Das Gras steht hoch vor der alten Talstation des Sessellifts Winterhorn. Lila Weideröschen leuchten in der Herbstsonne, Grillen zirpen. Das grosse Rad an der Decke hat sich seit 2009 nicht mehr gedreht. Wo man früher mit nach hinten gestrecktem Po den Sessel abpasste, türmen sich Holzpalette, SBB-Kisten voller Wasserrohre, rostige Armierungseisen. Depot statt Départ.

Vor mehr als 60 Jahren, an einem wolkenverhangenen Tag im Januar, stand an dieser Stelle ein siebenjähriges Mädchen. Es trug ein Kaminfegerkostüm und lächelte, so gut es ging, in eine Fotokamera. Ein langer Bügellift führte den Berg hinauf. Das Mädchen war seine erste Passagierin, es hiess Carmen Melotti. Später heiratete sie und wurde eine Bundi.

Jetzt sitzt Carmen Bundi am Tisch im «Central» und streicht mit den Händen das alte Foto glatt. «Am Mittwochnachmittag rutschten wir Schulkinder mit den Ski hinunter, um die Piste zu machen. Dafür durften wir gratis fahren.» Wehmut empfinde sie nicht, wenn sie heute den Hang hochblicke. «Ich verstehe nur nicht, warum das alles noch nicht abgerissen wurde.»

Vor zwölf Jahren fuhr die Bahn zum letzten Mal aufs Winterhorn. Doch die Masten stehen noch wie Soldaten und trotzen dem bissigen Wind, der hier häufig weht.

Verlassene Orte für Seilbahnfans

Bergbahnen müssen zurückgebaut werden, wenn sie ausser Betrieb sind. So steht es im Seilbahngesetz. Eine Frist dafür gibt es aber nicht. So zieht sich der Abbruch häufig in die Länge – nicht nur in Hospental. Am Grossen St. Bernhard im Skigebiet Super Saint-Bernard rosten auf 2000 Metern eine Gondelbahn und ein Skilift vor sich hin. Seit elf Jahren. Manchmal verirrt sich einer aus der LSAP-Szene dorthin und macht Fotos. LSAP steht für Lost Ski Area Projects. Es sind die Lost Places, die verlassenen Orte der Seilbahnfans.

Das Skigebiet Winterhorn bestand zunächst nur aus einem Skilift, laut Prospekt war es «der stärkste in Europa». 1981 wurde er durch eine Sesselbahn ersetzt und oben durch einen Bügellift erweitert. In der Mitte gab es ein Bergrestaurant, das «Lückli». An schönen Tagen wurde es darin schnell eng. Wer keinen Platz fand, fuhr hinunter ins Dorf zum Mittagessen.

Beispiele zur Punktbeschriftung
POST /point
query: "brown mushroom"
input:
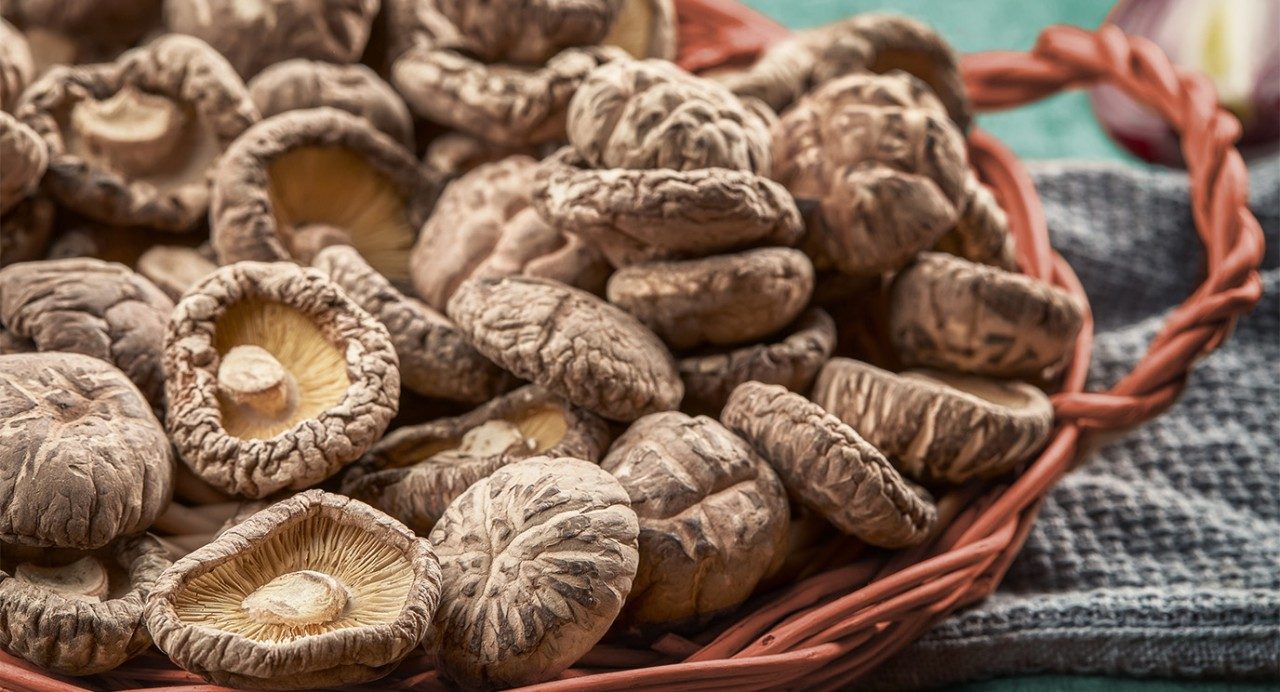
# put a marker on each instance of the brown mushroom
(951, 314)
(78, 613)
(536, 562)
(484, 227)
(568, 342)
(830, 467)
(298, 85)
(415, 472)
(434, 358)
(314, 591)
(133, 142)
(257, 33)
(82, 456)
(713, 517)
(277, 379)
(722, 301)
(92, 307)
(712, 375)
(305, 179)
...
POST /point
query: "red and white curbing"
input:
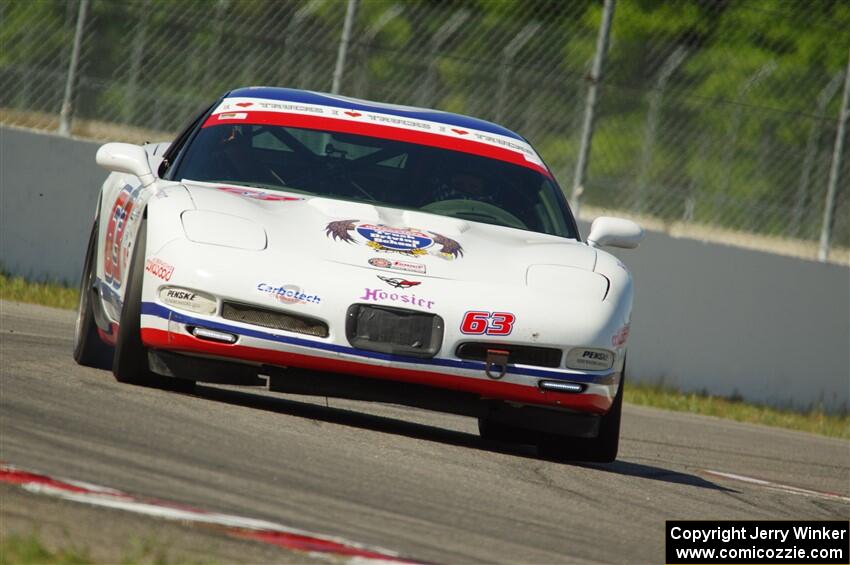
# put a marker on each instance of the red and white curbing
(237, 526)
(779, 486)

- [Aufgabenstellung]:
**A)** In welchem Jahr wurde laut dem Text über den Sessellift Winterhorn der ursprüngliche Skilift durch eine Sesselbahn ersetzt?
**B)** Fahren Sie mit dem Text über den Sessellift Winterhorn im Anschluss an seinen letzten Satz fort.
Die Datensätze haben mit dem Text nichts zu tun.

- [Antworten je Aufgabe]:
**A)** Im Jahr 1981.

**B)**
Dort führte Carmen Bundi das «Central», ein Hotel und Restaurant mit Zapfsäule, wo Gotthard- und Furkastrasse zusammenkommen, etwas unterhalb der Talstation. «Zur Blütezeit gingen bei uns täglich 70 bis 100 Mittagessen raus», sagt sie. Tausende Kinder verbrachten ihre Skilager in Hospental. Am Winterhorn wurden FIS-Rennen ausgetragen, und es war beliebt bei Freeridern. Damals nannte man sie noch Tiefschneefahrer.

Niemand hat den Überblick

Doch dem Winterhorn erging es wie vielen kleinen Skigebieten: steigende Ansprüche, steigende Kosten, sinkende Erträge . Nach turbulenten Jahren mit drei Konkursen und zahlreichen Rettungsversuchen waren die Schulden am Ende fast so hoch wie der Berg.

Was bleibt, sind leere Seile und verlotterte Gebäude – Ruinen der alpinen Freizeitindustrie. Wie viele davon gibt es in der Schweiz? Man sucht vergeblich nach einem Amt oder einer Behörde, die den Überblick hat. Es sind aktuell wohl 14 Skigebiete mit 33 Bahnen, die auf den Abriss warten (siehe nachfolgende Karte).

Ob die Zahl zutrifft, ist ungewiss. Für die 661 Bahnen, die mehr als acht Personen zugleich am Seil in der Luft befördern, ist der Bund zuständig. 15 davon stehen mit dem Vermerk «ausser Betrieb» auf einer Liste des Bundesamts für Verkehr. Doch die ist veraltet und wird derzeit überarbeitet.

In diesen Schweizer Skigebieten läuft nichts mehr

Karte: Stillgelegte Skigebiete in der Schweiz

1: Les Hauts-Geneveys NE | 2: Valbirse BE | 3: Grandval BE | 4: Tavannes BE | 5: Schwefelberg BE | 6: Schönried-Rellerli BE | 7: Château-d’Oex VD | 8: Bourg-Saint-Bernard VS | 9: Hospental UR | 10: Locarno TI | 11: San Bernardino GR | 12: Jakobsbad AI | 13: Rietbad SG | 14: Säntis AR

Quelle: bergbahnen.org / Angaben aus den Kantonen BE, GR, VS, VD, NE / Bundesamt für Verkehr / bergfex.ch – Karte: Andrea Klaiber

Für die übrigen 1770 Anlagen sind die Kantone zuständig. Manche wissen, wo die stillgelegten Skilifte stehen, und führen eine Liste, andere nicht. Die meisten wurden zu einer Zeit gebaut, als es noch hiess: «Alles faart Schii.» Keiner dachte an Klimawandel, Investitionsstau oder Konkurrenz durch Billigflüge auf die Kanaren – und schon gar nicht an einen Rückbau.

Wer ist wofür zuständig?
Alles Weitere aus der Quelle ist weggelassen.